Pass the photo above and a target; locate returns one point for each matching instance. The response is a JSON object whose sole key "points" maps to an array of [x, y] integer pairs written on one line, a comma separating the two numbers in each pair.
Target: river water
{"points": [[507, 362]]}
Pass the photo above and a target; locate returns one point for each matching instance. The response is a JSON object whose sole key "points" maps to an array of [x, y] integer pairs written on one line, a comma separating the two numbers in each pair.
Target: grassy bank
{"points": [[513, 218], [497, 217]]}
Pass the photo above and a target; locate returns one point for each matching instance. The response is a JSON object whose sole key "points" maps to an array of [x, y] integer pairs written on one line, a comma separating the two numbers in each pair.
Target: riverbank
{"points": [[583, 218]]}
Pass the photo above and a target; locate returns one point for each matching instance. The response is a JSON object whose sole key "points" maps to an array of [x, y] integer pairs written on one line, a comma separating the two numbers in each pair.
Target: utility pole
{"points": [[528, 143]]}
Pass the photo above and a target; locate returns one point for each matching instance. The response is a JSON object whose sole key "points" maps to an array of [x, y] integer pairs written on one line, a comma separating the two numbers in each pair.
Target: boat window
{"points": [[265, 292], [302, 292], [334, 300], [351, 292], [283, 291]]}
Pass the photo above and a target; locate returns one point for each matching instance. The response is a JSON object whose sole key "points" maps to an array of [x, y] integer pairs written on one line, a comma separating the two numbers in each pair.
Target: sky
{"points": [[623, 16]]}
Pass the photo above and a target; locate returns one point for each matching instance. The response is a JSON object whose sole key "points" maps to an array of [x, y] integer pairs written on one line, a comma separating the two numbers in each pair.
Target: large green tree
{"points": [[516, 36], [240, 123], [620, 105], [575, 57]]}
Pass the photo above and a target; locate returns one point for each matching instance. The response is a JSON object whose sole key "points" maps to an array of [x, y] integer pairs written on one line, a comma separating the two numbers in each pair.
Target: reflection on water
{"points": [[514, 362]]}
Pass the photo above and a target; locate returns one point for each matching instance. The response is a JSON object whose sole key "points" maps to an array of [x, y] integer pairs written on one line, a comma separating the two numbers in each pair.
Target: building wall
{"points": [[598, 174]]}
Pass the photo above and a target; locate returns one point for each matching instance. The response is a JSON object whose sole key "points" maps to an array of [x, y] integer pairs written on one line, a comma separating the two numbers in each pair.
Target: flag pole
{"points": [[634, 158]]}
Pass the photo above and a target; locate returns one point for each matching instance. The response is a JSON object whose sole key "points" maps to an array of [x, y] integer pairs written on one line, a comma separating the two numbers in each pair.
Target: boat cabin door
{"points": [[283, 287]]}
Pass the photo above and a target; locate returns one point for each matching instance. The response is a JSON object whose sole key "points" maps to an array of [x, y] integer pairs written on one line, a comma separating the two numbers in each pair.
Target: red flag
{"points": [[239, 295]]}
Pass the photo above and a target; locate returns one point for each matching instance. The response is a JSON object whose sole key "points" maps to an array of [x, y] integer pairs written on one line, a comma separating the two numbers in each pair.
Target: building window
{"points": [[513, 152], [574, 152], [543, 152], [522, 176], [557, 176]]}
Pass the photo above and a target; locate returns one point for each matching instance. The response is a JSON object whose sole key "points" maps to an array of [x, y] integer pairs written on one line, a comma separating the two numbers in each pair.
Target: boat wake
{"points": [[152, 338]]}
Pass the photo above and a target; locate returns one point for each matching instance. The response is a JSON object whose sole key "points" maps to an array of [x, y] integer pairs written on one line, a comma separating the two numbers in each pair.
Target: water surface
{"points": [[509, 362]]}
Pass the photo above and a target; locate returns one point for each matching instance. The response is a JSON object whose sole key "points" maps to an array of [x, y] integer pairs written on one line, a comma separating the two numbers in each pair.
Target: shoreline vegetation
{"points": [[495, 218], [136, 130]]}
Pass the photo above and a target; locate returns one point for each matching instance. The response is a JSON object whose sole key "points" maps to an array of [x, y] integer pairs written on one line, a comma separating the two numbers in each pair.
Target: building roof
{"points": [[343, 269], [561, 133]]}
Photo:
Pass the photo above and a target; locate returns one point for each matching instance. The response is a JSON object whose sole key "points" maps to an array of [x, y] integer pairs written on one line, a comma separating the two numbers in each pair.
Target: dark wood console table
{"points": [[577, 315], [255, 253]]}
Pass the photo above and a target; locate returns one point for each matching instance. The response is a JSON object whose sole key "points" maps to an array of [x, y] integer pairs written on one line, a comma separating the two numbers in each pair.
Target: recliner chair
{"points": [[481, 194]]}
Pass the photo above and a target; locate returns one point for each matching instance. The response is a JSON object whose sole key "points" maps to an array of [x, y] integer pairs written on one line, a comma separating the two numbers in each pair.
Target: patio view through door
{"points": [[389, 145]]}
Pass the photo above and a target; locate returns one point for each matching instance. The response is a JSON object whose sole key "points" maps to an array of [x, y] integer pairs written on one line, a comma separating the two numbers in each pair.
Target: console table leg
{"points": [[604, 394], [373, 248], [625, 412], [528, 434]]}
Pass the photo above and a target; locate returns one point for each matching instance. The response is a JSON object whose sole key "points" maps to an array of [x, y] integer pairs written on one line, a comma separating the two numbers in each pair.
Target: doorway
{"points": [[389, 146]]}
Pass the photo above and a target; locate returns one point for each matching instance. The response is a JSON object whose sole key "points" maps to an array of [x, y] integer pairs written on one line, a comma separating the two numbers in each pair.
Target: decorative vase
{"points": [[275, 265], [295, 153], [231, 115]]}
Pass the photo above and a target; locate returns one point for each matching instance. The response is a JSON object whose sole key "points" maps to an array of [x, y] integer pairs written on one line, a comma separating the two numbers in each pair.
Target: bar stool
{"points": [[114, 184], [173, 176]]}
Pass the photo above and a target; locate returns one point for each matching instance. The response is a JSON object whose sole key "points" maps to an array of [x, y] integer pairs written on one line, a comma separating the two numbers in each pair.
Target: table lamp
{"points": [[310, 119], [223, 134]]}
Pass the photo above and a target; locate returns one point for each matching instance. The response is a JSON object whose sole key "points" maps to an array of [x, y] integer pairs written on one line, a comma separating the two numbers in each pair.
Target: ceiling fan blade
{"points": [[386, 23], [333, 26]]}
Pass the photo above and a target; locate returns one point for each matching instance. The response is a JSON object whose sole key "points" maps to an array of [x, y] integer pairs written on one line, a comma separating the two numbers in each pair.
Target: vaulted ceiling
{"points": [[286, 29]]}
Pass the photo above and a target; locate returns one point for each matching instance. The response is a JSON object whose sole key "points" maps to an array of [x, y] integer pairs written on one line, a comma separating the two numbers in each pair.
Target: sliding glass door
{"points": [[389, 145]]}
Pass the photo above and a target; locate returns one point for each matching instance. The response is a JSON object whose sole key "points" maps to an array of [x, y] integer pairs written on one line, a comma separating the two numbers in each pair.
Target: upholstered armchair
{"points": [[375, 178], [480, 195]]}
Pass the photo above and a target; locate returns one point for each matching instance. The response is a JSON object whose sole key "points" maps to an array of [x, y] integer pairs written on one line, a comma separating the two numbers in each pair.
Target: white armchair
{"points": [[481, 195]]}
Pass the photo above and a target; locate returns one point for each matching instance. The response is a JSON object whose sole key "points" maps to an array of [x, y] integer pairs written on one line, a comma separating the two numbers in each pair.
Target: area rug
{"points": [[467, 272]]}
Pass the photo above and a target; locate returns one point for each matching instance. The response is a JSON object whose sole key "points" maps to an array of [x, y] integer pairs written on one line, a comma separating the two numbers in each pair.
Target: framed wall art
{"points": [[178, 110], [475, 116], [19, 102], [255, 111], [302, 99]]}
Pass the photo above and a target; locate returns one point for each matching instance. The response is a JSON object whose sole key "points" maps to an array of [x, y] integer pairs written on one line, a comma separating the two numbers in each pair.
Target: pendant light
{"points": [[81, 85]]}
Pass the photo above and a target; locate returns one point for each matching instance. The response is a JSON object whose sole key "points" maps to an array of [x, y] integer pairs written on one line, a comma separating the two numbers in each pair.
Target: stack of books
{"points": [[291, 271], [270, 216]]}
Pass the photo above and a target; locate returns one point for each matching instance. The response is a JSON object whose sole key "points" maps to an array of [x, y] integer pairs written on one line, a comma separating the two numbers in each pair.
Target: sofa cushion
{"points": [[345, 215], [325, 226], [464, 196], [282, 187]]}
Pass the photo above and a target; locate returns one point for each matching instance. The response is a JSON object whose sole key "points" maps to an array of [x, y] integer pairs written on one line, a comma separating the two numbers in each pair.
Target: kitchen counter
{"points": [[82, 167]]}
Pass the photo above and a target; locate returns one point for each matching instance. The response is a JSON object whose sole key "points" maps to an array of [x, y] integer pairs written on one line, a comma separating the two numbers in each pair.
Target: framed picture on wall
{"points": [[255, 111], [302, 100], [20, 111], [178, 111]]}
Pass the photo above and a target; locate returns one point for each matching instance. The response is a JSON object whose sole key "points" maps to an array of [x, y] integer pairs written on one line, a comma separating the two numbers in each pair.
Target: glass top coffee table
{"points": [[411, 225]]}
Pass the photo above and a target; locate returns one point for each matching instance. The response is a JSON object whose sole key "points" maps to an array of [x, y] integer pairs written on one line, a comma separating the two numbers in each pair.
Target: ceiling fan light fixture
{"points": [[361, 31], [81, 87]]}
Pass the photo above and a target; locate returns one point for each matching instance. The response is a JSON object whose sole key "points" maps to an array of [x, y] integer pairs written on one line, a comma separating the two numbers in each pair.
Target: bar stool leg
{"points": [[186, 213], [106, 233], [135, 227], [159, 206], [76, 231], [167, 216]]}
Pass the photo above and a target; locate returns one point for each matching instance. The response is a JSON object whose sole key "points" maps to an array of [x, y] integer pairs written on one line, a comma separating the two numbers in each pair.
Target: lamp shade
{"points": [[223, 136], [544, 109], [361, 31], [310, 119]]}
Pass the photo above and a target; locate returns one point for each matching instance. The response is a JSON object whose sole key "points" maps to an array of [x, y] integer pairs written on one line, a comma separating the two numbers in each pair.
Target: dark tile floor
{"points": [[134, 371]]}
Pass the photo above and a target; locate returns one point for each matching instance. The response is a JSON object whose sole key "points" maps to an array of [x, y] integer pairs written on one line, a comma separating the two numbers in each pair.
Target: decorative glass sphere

EXERCISE — Reproduce exactly, with nothing added, the lines from the one that contains "Target: ceiling fan light fixture" to the end of the data.

RESPONSE AREA —
Target: ceiling fan light fixture
{"points": [[361, 31], [81, 87]]}
Pass the photo above and a target; locate returns one point for each matching instance. The response is a JSON object whose sole key "points" maps to an array of [x, y] integer pairs written on one line, a comma separating the two numbers in each pair.
Target: bar stool leg
{"points": [[186, 213], [106, 233], [135, 227], [159, 206], [76, 231], [167, 216]]}
Pass the photo above and a target; locate returns one point for each matching instance. The response is a JSON object whose sole key "points" maps to an array of [x, y] integer pairs written on one line, a comma separating the two numbers in each pair.
Target: lamp shade
{"points": [[223, 136], [544, 109], [361, 31], [310, 119]]}
Pass the photo above and a target; locate returns one point for each matching instance. The response is a JSON object whose sole key "points" maps to an array of [x, y] integer pairs written on one line, a comma separating the two numbers in each pair.
Target: dark tile floor
{"points": [[134, 371]]}
Pass the photo above and a target; locate returns one point for each matching instance. The response is a JSON object whose sole key "points" maps to an array of [x, y] integer pairs written on one line, a comma separating the two numbers in each pair.
Target: decorative glass sphere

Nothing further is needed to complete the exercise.